EXERCISE GOAL » Below are records to write out exactly; drop the pictures when you do.

STORED DATA »
»»
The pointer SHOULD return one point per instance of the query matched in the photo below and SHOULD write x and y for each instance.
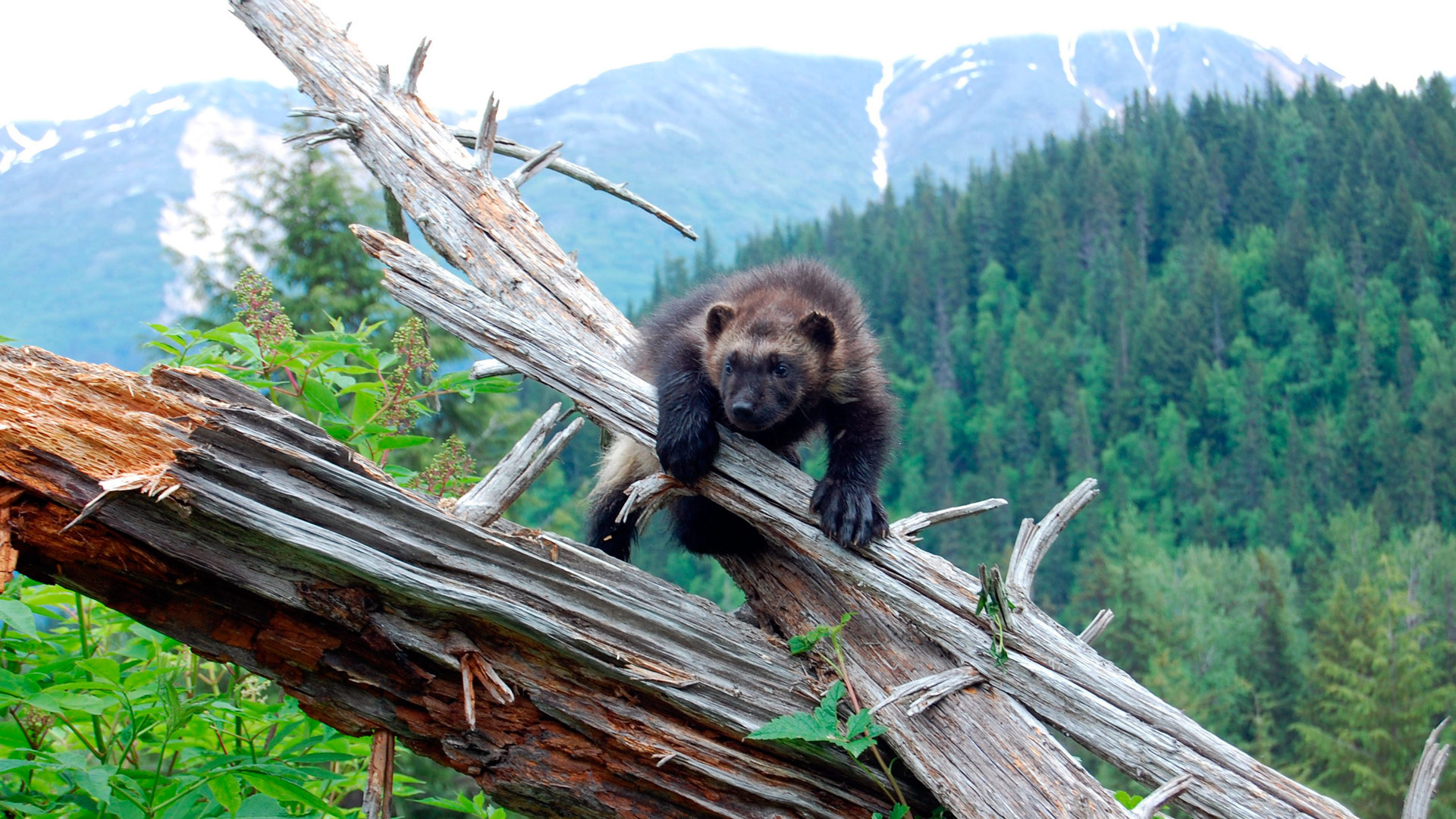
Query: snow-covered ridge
(875, 107)
(28, 148)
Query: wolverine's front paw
(688, 453)
(849, 513)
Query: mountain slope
(728, 140)
(996, 95)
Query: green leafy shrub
(107, 719)
(363, 395)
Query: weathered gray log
(584, 175)
(1055, 673)
(545, 318)
(1427, 774)
(1052, 672)
(255, 538)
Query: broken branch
(1027, 556)
(590, 178)
(416, 66)
(1427, 774)
(517, 469)
(1097, 627)
(919, 521)
(533, 165)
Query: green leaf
(226, 792)
(95, 781)
(856, 746)
(246, 343)
(105, 668)
(862, 722)
(801, 643)
(322, 400)
(827, 710)
(400, 442)
(797, 726)
(19, 617)
(261, 806)
(284, 790)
««
WRITTEN RESPONSE »
The pointer SHOULD return one point per instance of the query matched in the photo below and SHOULD write x and y for each instance.
Query: snow-covered ridge
(875, 107)
(28, 148)
Query: wolverine's front paw
(688, 453)
(849, 513)
Query: mountain slope
(728, 140)
(996, 95)
Query: green leafy shrub
(107, 719)
(363, 395)
Query: weathered gray log
(584, 175)
(1055, 673)
(545, 318)
(1427, 774)
(1052, 672)
(255, 538)
Query: broken branch
(1027, 556)
(590, 178)
(416, 66)
(1427, 774)
(517, 469)
(1097, 627)
(919, 521)
(533, 165)
Query: green leaf
(226, 792)
(95, 781)
(856, 746)
(246, 343)
(105, 668)
(862, 722)
(801, 643)
(322, 400)
(827, 710)
(400, 442)
(797, 726)
(19, 617)
(261, 806)
(284, 790)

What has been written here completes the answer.